> _BRIEF_
If a record holds a picture, leave the picture out and restate everything else word for word.
········
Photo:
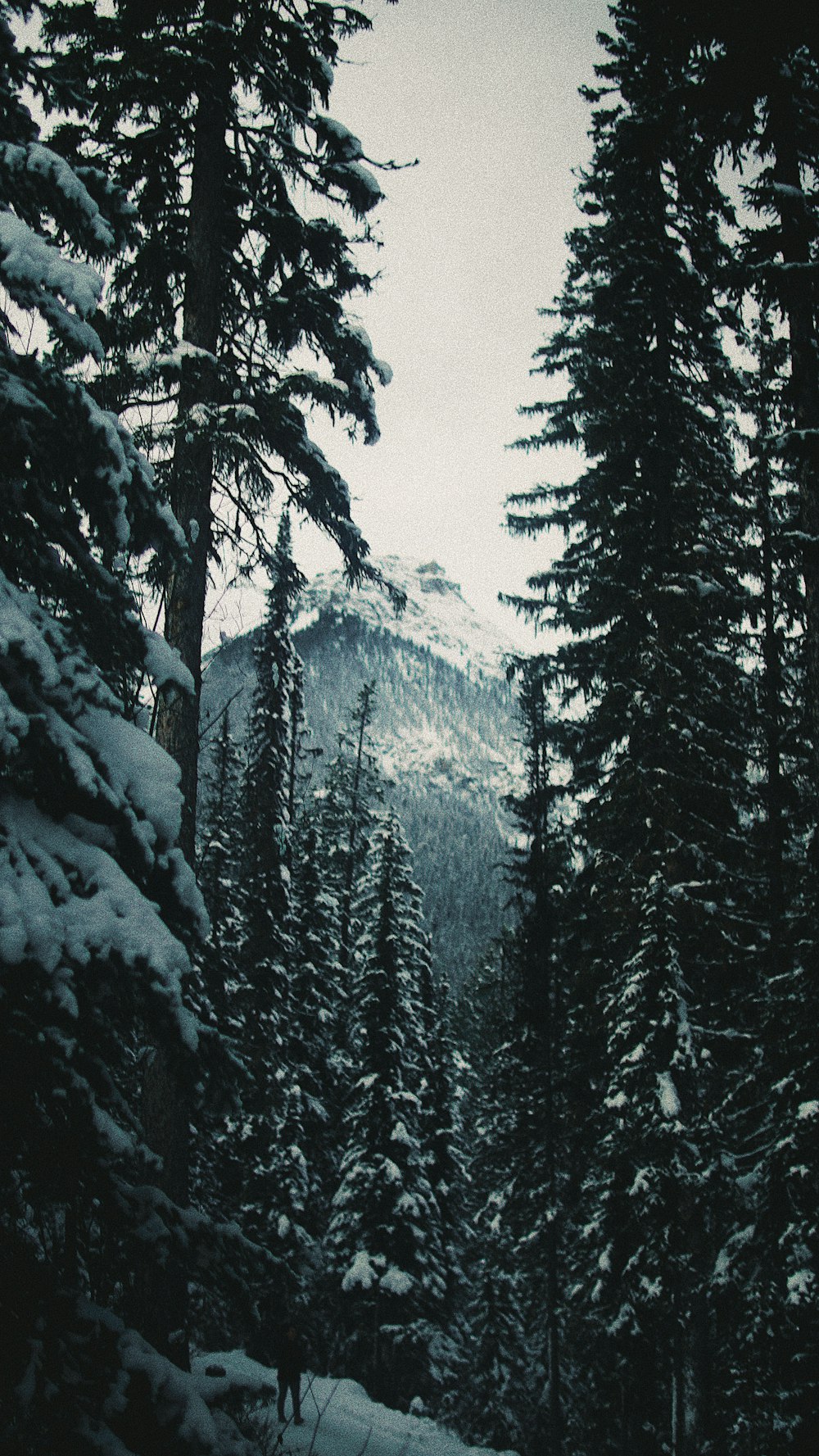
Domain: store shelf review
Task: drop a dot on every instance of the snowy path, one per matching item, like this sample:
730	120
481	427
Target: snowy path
341	1420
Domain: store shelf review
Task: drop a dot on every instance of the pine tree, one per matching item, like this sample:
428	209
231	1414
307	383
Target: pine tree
649	592
384	1234
210	114
274	1188
99	909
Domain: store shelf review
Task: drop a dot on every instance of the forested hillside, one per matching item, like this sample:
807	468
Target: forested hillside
530	1148
442	730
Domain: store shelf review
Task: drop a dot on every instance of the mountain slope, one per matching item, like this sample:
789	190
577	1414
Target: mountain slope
444	731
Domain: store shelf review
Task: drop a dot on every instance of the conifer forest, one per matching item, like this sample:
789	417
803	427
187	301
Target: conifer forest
565	1199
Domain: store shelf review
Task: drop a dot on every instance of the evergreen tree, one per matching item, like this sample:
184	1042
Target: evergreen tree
274	1161
650	596
97	905
210	114
346	813
384	1234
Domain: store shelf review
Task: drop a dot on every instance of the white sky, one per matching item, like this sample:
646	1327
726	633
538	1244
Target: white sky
485	95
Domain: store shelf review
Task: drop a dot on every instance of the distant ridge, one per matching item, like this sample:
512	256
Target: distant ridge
444	730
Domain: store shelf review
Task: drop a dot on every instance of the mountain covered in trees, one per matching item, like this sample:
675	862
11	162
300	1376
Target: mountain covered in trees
442	731
571	1208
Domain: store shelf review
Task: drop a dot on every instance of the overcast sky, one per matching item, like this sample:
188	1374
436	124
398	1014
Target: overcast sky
485	95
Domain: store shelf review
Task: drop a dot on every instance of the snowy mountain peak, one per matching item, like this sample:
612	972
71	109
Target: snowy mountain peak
437	615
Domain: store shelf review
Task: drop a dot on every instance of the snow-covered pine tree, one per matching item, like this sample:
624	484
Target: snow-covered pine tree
384	1244
211	116
262	1004
500	1381
543	1046
650	596
97	906
348	811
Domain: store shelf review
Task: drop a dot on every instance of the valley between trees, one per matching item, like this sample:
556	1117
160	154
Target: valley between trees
571	1204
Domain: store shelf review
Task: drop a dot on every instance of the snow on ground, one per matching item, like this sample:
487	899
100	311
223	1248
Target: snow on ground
339	1417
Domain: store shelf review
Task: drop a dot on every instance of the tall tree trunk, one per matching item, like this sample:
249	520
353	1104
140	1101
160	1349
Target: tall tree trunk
799	303
166	1105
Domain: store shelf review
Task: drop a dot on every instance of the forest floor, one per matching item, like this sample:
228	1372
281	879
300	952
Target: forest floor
339	1417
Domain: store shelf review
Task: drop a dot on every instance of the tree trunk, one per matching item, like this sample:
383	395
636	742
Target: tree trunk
166	1105
798	299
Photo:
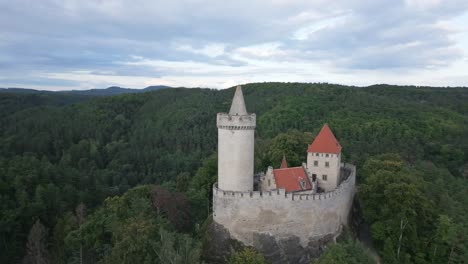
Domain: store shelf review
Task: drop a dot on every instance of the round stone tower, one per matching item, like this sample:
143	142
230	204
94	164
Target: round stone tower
236	131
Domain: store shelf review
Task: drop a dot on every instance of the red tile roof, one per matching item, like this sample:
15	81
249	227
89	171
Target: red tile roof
284	164
325	142
289	179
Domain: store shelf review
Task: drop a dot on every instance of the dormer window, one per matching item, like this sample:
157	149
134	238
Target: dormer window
302	183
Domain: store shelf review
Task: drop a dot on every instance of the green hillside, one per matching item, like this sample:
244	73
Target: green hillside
410	145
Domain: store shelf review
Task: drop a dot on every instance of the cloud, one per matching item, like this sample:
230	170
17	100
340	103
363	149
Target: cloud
65	44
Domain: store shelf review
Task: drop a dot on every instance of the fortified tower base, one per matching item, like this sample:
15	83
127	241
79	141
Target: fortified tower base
285	227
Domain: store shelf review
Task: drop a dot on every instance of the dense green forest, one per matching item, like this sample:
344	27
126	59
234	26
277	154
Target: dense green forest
127	178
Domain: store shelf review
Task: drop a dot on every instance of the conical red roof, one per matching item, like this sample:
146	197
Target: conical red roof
325	142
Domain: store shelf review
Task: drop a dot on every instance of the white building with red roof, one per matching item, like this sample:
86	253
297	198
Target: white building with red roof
322	172
302	207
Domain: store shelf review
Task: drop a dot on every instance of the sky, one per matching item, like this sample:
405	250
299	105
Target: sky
84	44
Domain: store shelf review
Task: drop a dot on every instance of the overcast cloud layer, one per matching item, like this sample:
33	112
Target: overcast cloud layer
75	44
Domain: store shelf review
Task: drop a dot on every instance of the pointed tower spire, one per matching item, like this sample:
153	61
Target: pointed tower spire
284	164
238	104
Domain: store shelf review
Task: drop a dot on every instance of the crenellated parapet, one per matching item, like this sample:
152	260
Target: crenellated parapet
236	122
281	214
345	186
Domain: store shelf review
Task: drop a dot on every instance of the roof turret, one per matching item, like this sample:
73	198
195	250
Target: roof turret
325	142
238	104
284	164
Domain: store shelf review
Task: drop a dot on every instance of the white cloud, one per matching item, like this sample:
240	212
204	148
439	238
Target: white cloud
92	44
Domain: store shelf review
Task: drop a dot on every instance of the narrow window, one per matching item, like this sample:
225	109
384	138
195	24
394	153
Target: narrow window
302	183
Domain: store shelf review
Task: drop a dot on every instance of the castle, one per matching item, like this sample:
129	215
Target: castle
299	207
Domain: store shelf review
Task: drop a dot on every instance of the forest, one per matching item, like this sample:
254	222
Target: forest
127	178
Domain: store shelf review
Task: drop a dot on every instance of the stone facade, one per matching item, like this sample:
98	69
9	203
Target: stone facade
326	167
279	214
236	131
286	226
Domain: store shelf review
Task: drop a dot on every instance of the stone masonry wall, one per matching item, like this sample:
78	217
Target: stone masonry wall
308	217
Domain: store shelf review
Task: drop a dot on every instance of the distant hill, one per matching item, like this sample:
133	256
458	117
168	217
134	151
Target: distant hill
17	99
113	90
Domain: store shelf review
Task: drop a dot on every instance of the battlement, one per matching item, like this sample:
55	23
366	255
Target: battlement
284	214
347	183
236	122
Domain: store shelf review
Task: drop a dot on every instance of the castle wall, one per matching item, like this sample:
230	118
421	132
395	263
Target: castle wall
236	151
284	215
332	171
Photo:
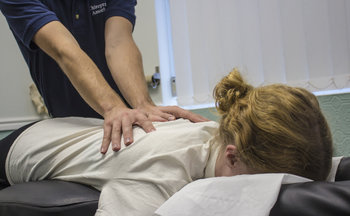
········
> _SOLUTION BELOW_
Photo:
Domain: store shelf review
Task: drop a dot on every instance of the snowy path, one per matching item, like this sample:
730	120
481	427
Target: snowy path
341	1420
Domain: store shelf review
Task: drop a dot on every instance of the pine tree, one per matching item, like this sample:
428	209
231	1414
307	383
Target: pine tree
649	592
384	1234
210	114
274	1188
99	909
Domain: store shelf review
Task: drop a dot on every instance of the forested hillside, one per matching item, like this sample:
807	468
Target: forested hillside
530	1148
442	730
Domain: store shelf review
Task: drop a dot on every instance of the mountain slope, one per matching item, like this sample:
789	190
577	1414
Target: mountain slope
444	731
Domain: store shelf review
Task: drop a dot on every instance of the conifer forest, one per matching item, like this sample:
789	417
803	427
187	301
Target: conifer forest
565	1199
Domain: store shelf review
Task: drop a dot on every instance of the evergreen tree, one per matching item, like this sample:
184	1042
Target: evergreen tree
274	1161
650	596
97	905
210	114
346	813
384	1234
Domain: store shelf review
Task: drop a dot on every instance of the white sky, one per matching item, like this sample:
646	1327
726	633
538	1244
Target: white sky
485	95
Domain: store shelf review
Task: drop a dot on every instance of the distant ridge, one per matching item, like this sample:
512	256
Target: distant ridge
444	730
Domain: store shelf review
Task: drop a dot on every instance of the mountain covered in trees, one per matching item, like this sample:
675	862
11	162
300	1376
Target: mountain covered in trees
442	731
571	1208
Domain: store shelf review
Task: drop a dot on every instance of the overcast sky, one per matching item, like this sample:
188	1374
436	124
398	1014
Target: overcast sky
485	95
Domain: store shelf review
Task: drop a dot on every instance of the snowy mountain peak, one per matching item, like this sample:
612	972
71	109
Target: snowy mountain peak
437	615
Domain: store shelf review
Task: drop a dot on every instance of the snow-covered pine tree, one per matching item, like this sample:
624	484
Target: snow-covered pine tree
384	1244
211	116
262	1004
500	1381
543	1046
650	596
97	906
348	811
Domain: store shelf review
Task: drop a dot on every instance of the valley between trees, one per matching item, like this sample:
556	1117
160	154
Target: valley between trees
571	1204
Domain: store shelf review
Task: drop a dot on every instance of the snow on ground, one per matching item, like this sample:
487	899
100	311
223	1248
Target: snow on ground
339	1417
Domain: store shelf review
Task: drop a dot on every instance of the tall tree trunk, one per matching item, like this sample:
249	520
353	1104
140	1101
160	1349
Target: tall tree trunk
799	303
166	1105
Domain: store shelf review
Task: drop a dot on every instance of the forest floor, one per matching item, like this sample:
228	1372
281	879
300	952
Target: forest floor
339	1417
Domain: store shelf review
Task: drop a dot on every instance of the tree trunk, one per matching item, like this sample:
383	395
636	742
Target: tree trunk
166	1105
798	299
Photo:
Domain: store shelf review
Task: drop a dot on every instance of the round stone tower, one per matching item, like this sample:
143	142
230	204
94	164
Target: round stone tower
236	131
Domain: store shelf review
Task: drop a dot on every instance of the red tile roof, one per matching item, like this sample:
15	81
249	227
89	171
Target: red tile roof
284	164
325	142
289	179
Domain: store shelf review
Task: drop a dot on every instance of the dormer window, one per matching item, like this sample:
157	149
134	238
Target: dormer window
302	183
Domain: store shelf review
Task: drop a dot on every instance of the green hillside, one per matching item, like this sample:
244	73
Target: green hillside
410	145
Domain: store shelf review
Task: drop a dot on every instance of the cloud, one per matching item, like this sample:
230	170
17	100
340	103
363	149
Target: cloud
65	44
Domain: store shelf review
Task: drop a dot on every instance of the fortified tower base, one per matching item, like this sample:
15	83
127	241
79	141
Target: fortified tower base
285	227
Domain: store shelf review
Task: drop a dot on every instance of the dense green forest, one per matching item, like this sample:
344	27
126	59
234	26
277	154
Target: dense green forest
127	178
Domain: store shelf review
Task: drop a dot on every instance of the conical red roof, one per matching item, like this sample:
146	197
Target: conical red roof
325	142
Domain: store shelf review
Task: drop a dot on every instance of the white building with red roof, one per matching item, like this sample:
86	253
297	198
Target: white building with red roof
322	172
302	207
Domain: store shelf review
Task: drop a dot on every instance of the sky, one per matching item, like this sample:
405	250
299	105
Target: sky
84	44
Domain: store shelf review
Task: drop a dot on every instance of the overcast cloud layer, one per matching item, like this sample:
33	112
Target: overcast cloud layer
75	44
Domain: store shelf review
Task: drop a dot on every instance of the pointed tower spire, one per matching item, like this sample:
153	61
Target: pointed tower spire
284	164
238	104
Domain: store shelf review
Task: drop a dot on every instance of the crenellated parapet, one per matching item, like this sample:
152	260
Target: crenellated parapet
236	122
281	214
345	186
Domain: store shelf review
Task: drop a dot on every instance of the roof turret, one per matching item, like this sample:
73	198
195	250
Target: roof turret
325	142
238	104
284	164
Domain: store shelf review
Task: drop a dot on every instance of the white cloud, one per matching item, like this sample:
240	212
204	148
439	238
Target: white cloud
92	44
Domain: store shelf review
Task: drop a dot on every instance of the narrow window, one per matching item, like this sample:
225	109
384	138
195	24
394	153
Target: narrow window
302	183
Domain: store shelf review
Task: drop a dot on every instance of the castle, one per matching item, like this sample:
129	215
Target: castle
299	207
Domain: store shelf review
Task: drop a dot on every instance of the forest, one per matching item, like this sample:
254	222
Target: forest
127	178
Domain: store shelf review
Task: drop a dot on every instance of the stone facade, one per matching item, like this sample:
98	69
9	203
Target: stone facade
326	167
279	214
236	131
286	226
Domain: store shelf review
Task: drop a dot on every instance of the stone masonry wall, one per matching item, like this sample:
78	217
Target: stone masonry wall
308	217
Domain: store shelf review
Task: drop a dot on every instance of the distant hill, one per matching item, like this sample:
133	256
458	117
168	217
134	151
Target: distant hill
17	99
113	90
Domain: store shelf review
Task: drop a dot on every instance of the battlement, one per matching item, like this sample:
55	23
366	255
Target: battlement
284	214
347	183
236	122
Domain: store shelf review
Task: drop a dot on every instance of the castle wall, one per matching item, like this sample:
230	118
421	132
395	263
Target: castle wall
236	151
284	215
332	171
Photo:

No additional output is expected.